# What the task asks
Reproduce every line of the items below, with the requests kept, and shift each bounding box coordinate in the answers by adding 127 to it. Leave the pictures out of your answer.
■ ■ ■ ■ ■ ■ ■
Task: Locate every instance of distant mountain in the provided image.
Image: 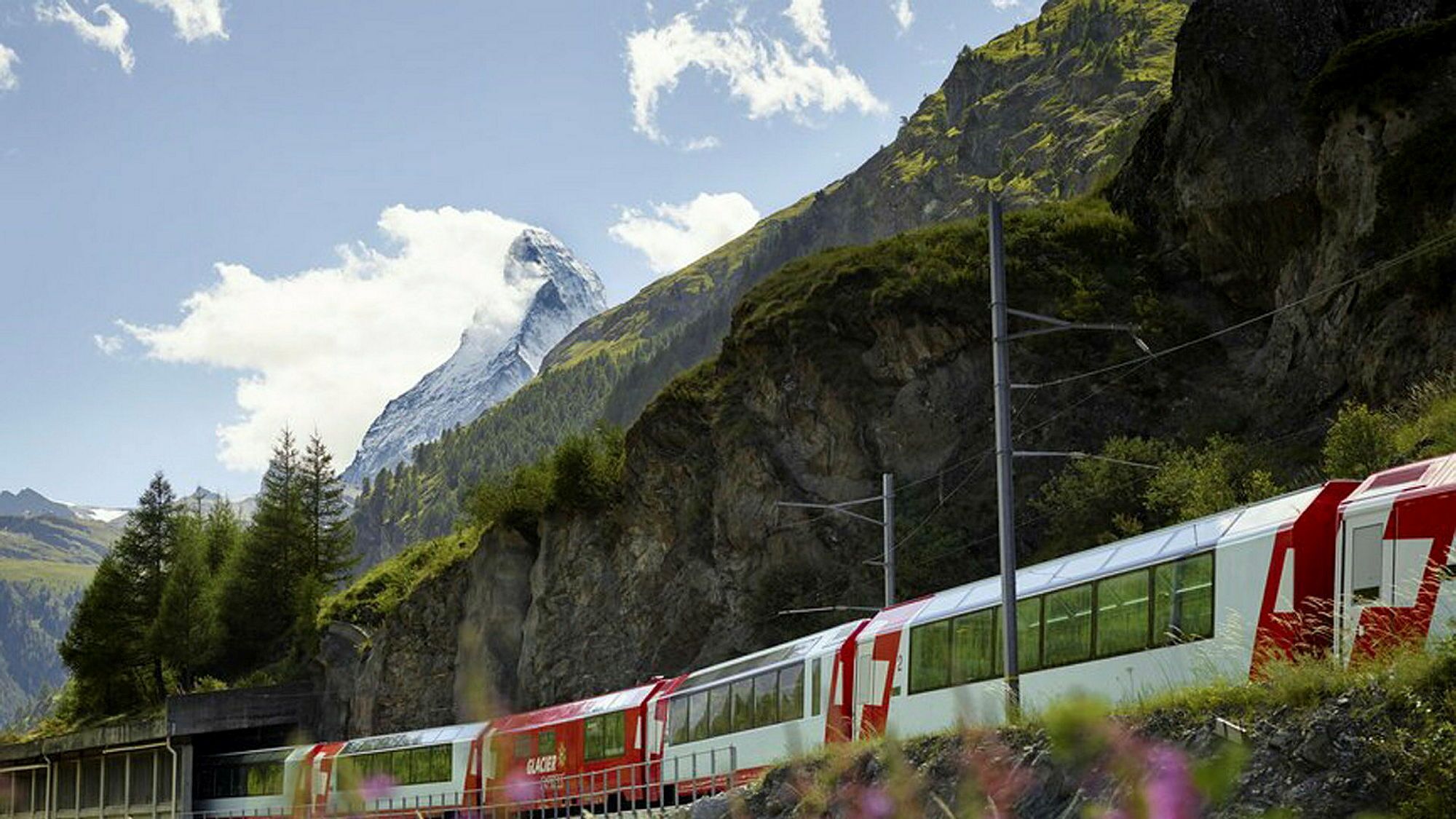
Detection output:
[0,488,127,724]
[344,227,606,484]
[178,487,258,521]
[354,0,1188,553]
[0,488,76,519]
■ ■ ■ ■ ■ ■ ■
# Completed exercise
Task: Locate every instance of distant mountain in the provided image.
Image: 
Detection output:
[127,615,254,851]
[471,354,733,611]
[305,614,385,648]
[481,127,1315,680]
[127,615,203,646]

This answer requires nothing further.